* AIM OF THE TASK *
Write out the full set of records below exactly.

(Source records)
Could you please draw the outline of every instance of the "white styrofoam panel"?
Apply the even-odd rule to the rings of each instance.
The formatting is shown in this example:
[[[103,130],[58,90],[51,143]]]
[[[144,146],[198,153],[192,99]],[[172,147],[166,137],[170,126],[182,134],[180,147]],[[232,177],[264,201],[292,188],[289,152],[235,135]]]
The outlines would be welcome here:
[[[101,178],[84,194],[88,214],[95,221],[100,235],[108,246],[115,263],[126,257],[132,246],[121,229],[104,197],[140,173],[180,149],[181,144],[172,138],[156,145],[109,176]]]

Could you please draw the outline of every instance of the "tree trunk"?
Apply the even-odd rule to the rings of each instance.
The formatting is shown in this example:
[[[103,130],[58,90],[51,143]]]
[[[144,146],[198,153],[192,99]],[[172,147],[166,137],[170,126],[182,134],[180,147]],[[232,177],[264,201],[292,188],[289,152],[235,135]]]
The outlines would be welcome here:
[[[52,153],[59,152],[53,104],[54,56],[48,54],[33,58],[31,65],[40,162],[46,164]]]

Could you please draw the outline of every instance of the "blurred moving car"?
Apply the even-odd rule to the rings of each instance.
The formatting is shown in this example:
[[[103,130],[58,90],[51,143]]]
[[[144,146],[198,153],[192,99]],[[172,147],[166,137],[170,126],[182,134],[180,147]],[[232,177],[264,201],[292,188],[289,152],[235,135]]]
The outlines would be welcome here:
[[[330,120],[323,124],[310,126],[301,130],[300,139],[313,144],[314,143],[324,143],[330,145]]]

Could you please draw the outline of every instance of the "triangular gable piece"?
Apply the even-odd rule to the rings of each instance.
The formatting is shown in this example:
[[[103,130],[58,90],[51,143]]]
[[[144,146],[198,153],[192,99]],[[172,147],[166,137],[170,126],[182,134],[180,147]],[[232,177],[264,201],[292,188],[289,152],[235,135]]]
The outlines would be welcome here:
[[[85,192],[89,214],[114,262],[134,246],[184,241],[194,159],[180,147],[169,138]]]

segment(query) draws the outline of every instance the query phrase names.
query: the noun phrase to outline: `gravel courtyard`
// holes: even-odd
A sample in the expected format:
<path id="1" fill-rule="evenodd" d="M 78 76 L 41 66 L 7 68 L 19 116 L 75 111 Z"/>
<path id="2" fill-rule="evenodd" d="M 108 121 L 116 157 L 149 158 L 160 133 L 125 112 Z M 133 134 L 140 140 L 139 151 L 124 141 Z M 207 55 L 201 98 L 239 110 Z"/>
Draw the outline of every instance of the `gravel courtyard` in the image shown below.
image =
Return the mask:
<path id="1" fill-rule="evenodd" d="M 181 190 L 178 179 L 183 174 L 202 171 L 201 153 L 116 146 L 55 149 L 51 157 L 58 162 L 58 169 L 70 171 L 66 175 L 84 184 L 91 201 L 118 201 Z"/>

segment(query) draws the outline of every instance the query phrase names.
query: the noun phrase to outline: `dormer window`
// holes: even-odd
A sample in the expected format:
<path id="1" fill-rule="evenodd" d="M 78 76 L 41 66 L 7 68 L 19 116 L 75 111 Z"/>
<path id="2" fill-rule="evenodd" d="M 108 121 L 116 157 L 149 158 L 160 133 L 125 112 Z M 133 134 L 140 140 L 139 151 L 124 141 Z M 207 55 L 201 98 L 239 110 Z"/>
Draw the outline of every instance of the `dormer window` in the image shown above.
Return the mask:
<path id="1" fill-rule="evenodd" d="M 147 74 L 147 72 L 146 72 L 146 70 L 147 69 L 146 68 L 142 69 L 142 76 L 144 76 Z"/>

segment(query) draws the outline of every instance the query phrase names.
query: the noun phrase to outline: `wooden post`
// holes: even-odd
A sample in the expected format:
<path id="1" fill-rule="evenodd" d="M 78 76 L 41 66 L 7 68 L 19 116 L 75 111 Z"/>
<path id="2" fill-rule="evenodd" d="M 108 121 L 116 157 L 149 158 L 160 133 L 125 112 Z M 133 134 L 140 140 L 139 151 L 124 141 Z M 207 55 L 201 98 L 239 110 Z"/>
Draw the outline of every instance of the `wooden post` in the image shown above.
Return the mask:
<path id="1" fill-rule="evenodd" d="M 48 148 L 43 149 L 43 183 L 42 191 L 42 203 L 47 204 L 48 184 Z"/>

* REPLY TO THE TASK *
Could you please draw the outline of every instance of the "white styrofoam panel"?
Apply the even-odd rule to the rings of each instance.
The formatting is shown in this example:
[[[103,130],[58,90],[51,143]]]
[[[144,146],[198,153],[192,99]],[[172,147],[166,137],[170,126],[182,134],[180,147]],[[232,177],[264,201],[292,188],[289,152],[235,135]]]
The outlines would be welcome here:
[[[101,178],[84,194],[88,214],[95,221],[100,235],[108,246],[115,263],[126,257],[132,246],[121,229],[104,197],[140,173],[180,149],[181,144],[172,138],[156,145],[109,176]]]

Could you please draw the outline of every instance of the "tree trunk"?
Apply the even-odd rule to the rings of each instance.
The formatting is shown in this example:
[[[103,130],[58,90],[51,143]]]
[[[144,146],[198,153],[192,99]],[[172,147],[166,137],[170,126],[182,134],[180,147]],[[232,177],[264,201],[292,188],[289,152],[235,135]]]
The outlines would be welcome here:
[[[52,153],[59,152],[53,104],[54,56],[48,54],[33,58],[31,65],[40,162],[46,164]]]

Could you please draw the outline of every instance of the "blurred moving car"?
Apply the even-odd rule to the rings of each instance.
The formatting is shown in this example:
[[[103,130],[58,90],[51,143]]]
[[[144,146],[198,153],[192,99]],[[172,147],[166,137],[170,126],[182,134],[180,147]],[[232,177],[264,201],[292,188],[289,152],[235,135]]]
The outlines would be welcome here:
[[[330,120],[323,124],[310,126],[301,130],[300,139],[313,144],[314,143],[324,143],[330,145]]]

Could you please draw the outline of every instance of the "triangular gable piece"?
Apply the even-odd rule to the rings of each instance.
The formatting is shown in this example:
[[[103,130],[58,90],[51,143]]]
[[[144,146],[198,153],[192,99]],[[172,147],[166,137],[170,126],[182,134],[180,147]],[[232,177],[264,201],[292,188],[289,152],[235,135]]]
The outlines would be welcome here:
[[[85,192],[89,214],[114,262],[134,246],[184,241],[194,159],[180,147],[169,138]]]

segment(query) draws the outline of every instance the query phrase names.
query: the noun phrase to outline: `gravel courtyard`
// holes: even-odd
A sample in the expected format:
<path id="1" fill-rule="evenodd" d="M 78 76 L 41 66 L 7 68 L 19 116 L 75 111 Z"/>
<path id="2" fill-rule="evenodd" d="M 108 121 L 116 157 L 149 158 L 160 133 L 125 112 Z M 133 134 L 140 140 L 139 151 L 124 141 Z M 207 55 L 201 98 L 239 110 Z"/>
Draw the outline of every instance of the `gravel courtyard` in the image shown below.
image =
Return the mask:
<path id="1" fill-rule="evenodd" d="M 181 190 L 178 179 L 183 174 L 202 171 L 201 153 L 116 146 L 55 149 L 51 157 L 58 162 L 58 169 L 70 171 L 66 175 L 84 184 L 91 201 L 118 201 Z"/>

segment(query) draws the outline of every instance the query phrase names.
query: the noun phrase to outline: `dormer window`
// holes: even-odd
A sample in the expected format:
<path id="1" fill-rule="evenodd" d="M 78 76 L 41 66 L 7 68 L 19 116 L 75 111 Z"/>
<path id="2" fill-rule="evenodd" d="M 108 121 L 116 157 L 149 158 L 160 133 L 125 112 Z M 133 134 L 140 140 L 139 151 L 124 141 Z M 207 55 L 201 98 L 239 110 Z"/>
Draw the outline of every instance of the `dormer window` in the image shown above.
Return the mask:
<path id="1" fill-rule="evenodd" d="M 147 74 L 147 72 L 146 72 L 146 70 L 147 69 L 146 68 L 142 69 L 142 76 L 144 76 Z"/>

segment(query) draws the outline of every instance the query phrase names.
query: the noun phrase to outline: `wooden post`
// holes: even-odd
A sample in the expected format:
<path id="1" fill-rule="evenodd" d="M 78 76 L 41 66 L 7 68 L 19 116 L 75 111 Z"/>
<path id="2" fill-rule="evenodd" d="M 108 121 L 116 157 L 149 158 L 160 133 L 125 112 Z M 133 134 L 140 140 L 139 151 L 124 141 Z M 207 55 L 201 98 L 239 110 Z"/>
Draw the outline of every instance of the `wooden post` in the image shown above.
Return the mask:
<path id="1" fill-rule="evenodd" d="M 48 148 L 43 149 L 43 183 L 42 191 L 42 203 L 47 204 L 48 184 Z"/>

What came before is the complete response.